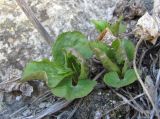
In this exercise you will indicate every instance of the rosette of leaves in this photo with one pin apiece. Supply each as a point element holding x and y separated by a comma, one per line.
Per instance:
<point>67,74</point>
<point>117,57</point>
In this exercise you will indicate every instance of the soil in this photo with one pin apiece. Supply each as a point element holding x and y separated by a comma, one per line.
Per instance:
<point>20,43</point>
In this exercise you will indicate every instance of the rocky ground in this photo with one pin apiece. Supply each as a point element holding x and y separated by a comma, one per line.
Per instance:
<point>20,42</point>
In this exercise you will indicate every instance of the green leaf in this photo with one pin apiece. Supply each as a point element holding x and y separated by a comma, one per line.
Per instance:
<point>100,45</point>
<point>118,27</point>
<point>119,51</point>
<point>100,24</point>
<point>70,92</point>
<point>47,71</point>
<point>124,49</point>
<point>112,79</point>
<point>70,39</point>
<point>105,60</point>
<point>122,28</point>
<point>74,56</point>
<point>129,49</point>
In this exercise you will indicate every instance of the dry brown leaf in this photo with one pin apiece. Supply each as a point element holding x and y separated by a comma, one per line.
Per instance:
<point>106,36</point>
<point>148,27</point>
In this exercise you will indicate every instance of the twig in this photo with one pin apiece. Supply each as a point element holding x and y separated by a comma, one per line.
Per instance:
<point>75,109</point>
<point>123,103</point>
<point>52,109</point>
<point>34,21</point>
<point>139,78</point>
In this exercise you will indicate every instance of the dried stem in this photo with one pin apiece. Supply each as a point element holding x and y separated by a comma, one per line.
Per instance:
<point>139,78</point>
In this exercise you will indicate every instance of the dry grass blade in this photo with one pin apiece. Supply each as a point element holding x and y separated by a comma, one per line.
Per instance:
<point>75,109</point>
<point>52,109</point>
<point>123,103</point>
<point>139,78</point>
<point>138,108</point>
<point>34,21</point>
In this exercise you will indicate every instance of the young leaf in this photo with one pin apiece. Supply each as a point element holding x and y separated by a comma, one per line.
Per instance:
<point>119,52</point>
<point>100,24</point>
<point>84,70</point>
<point>70,92</point>
<point>100,45</point>
<point>129,49</point>
<point>106,61</point>
<point>112,79</point>
<point>70,39</point>
<point>118,27</point>
<point>45,70</point>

[WRITTEN REQUEST]:
Rescale the part of the data that opens at its very start and closes with the line containing "<point>117,57</point>", rewriting every line of it in full with each answer coordinate multiplied by 1.45 and rounded to a whole number, halves rounded up. Leave the picture out.

[EXERCISE RESULT]:
In this exercise you will indicate every instance of the rosette of leaves in this photo with one pin apiece. Supply each as a point element holding x and y separated by a comma, one per line.
Per instance:
<point>97,107</point>
<point>170,83</point>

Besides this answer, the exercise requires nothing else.